The Theme of Levels of Organization in Plant Biology

The Theme of Levels of Organization in Plant Biology

From cell to leaf to plant to population, species and ecosystem, plants have a lot of different levels of organization, like other organisms. The great redwood forests exist only on the western coast of the United States, in California and Oregon. They live in places with coastal fog, and the redwood trees are the tallest living things. A redwood forest is a whole ecosystem, but it is made up of many individual trees, which are made up of cells.
Starting with cells, what makes plants unique? Plant cells have rigid cell walls, and they have special machinery to allow them to convert sunlight to food:

chloroplasts. The chloroplasts are organelles that supply energy for the cell and the plant, by converting using solar energy to make sugars. It would be pretty easy to tell a plant cell from an animal cell, assuming you have a microscope to look through.
Of course cells don’t exist in a vacuum—cells make up different tissues and plant structures that we have already discussed in this unit: shoot and root systems, including stems, leaves, flowers, fruits, and roots. When light hits a redwood leaf, chloroplasts in the palisade parenchyma start converting the light into energy the plant can use. But not all leaves are created equal; leaves at the top of a tree look and act differently than their counterparts closer to the ground.
· · ·
# ABOUT THIS EXERCISE
According to the plant biology text, where are the great redwood forests found? The rows have nothing to do with the plant biology text.
· · ·
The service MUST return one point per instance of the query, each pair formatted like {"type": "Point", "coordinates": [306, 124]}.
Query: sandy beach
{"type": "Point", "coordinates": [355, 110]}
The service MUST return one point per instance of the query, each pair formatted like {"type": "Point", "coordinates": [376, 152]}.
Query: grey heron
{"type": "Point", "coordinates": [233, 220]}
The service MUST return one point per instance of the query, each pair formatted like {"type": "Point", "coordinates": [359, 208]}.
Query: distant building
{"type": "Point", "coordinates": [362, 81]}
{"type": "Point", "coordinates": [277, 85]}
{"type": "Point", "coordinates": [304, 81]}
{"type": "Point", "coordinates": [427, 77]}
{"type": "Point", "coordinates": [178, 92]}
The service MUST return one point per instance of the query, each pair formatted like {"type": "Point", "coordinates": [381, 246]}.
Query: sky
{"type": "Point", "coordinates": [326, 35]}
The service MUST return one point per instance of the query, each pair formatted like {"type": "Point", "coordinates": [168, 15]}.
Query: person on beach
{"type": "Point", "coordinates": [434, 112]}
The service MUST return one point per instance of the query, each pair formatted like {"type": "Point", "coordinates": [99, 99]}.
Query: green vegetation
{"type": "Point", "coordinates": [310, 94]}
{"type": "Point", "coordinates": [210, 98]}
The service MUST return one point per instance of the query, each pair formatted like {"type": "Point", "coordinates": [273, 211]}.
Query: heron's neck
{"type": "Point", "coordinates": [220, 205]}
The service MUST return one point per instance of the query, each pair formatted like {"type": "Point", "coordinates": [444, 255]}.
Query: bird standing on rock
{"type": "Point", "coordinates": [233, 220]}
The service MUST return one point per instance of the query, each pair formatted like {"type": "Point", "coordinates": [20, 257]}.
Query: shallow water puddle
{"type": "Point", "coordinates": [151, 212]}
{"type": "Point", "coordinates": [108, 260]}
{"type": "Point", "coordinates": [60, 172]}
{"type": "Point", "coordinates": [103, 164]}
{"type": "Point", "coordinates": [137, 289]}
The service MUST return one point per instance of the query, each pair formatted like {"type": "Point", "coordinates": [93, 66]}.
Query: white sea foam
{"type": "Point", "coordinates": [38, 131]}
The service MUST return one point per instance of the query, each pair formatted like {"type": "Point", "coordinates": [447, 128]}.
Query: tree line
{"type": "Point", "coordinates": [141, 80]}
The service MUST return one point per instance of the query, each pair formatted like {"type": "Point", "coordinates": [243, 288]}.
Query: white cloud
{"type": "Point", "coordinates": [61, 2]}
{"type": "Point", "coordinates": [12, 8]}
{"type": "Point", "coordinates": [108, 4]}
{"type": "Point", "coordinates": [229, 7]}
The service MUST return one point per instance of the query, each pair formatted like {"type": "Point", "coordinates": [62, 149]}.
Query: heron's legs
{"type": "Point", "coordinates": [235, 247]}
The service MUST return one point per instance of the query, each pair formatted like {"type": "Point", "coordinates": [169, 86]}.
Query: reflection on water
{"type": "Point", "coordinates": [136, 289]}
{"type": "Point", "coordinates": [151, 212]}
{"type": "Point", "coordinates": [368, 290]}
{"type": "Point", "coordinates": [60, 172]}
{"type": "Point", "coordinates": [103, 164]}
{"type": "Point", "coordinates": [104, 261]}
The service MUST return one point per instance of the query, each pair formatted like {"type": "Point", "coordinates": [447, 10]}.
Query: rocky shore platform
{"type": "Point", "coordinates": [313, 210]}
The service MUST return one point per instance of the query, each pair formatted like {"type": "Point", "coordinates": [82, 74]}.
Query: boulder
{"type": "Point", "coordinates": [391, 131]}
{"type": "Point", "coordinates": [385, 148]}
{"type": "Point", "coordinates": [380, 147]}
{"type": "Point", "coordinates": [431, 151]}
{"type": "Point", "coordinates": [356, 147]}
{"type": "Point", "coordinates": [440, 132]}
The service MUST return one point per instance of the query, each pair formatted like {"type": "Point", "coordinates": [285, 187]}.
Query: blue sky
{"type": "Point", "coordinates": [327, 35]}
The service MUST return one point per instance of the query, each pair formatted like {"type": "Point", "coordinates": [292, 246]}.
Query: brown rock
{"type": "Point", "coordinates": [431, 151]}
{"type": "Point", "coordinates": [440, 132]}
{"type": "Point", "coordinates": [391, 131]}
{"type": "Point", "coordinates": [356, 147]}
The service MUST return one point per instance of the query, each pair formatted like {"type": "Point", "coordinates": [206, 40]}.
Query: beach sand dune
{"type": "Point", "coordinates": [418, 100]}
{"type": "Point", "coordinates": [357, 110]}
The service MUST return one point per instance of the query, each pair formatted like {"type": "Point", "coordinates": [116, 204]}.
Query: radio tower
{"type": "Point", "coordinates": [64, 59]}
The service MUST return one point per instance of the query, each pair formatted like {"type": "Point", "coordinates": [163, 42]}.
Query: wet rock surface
· · ·
# COMPLETED TASK
Only on the western coast of the United States, in California and Oregon.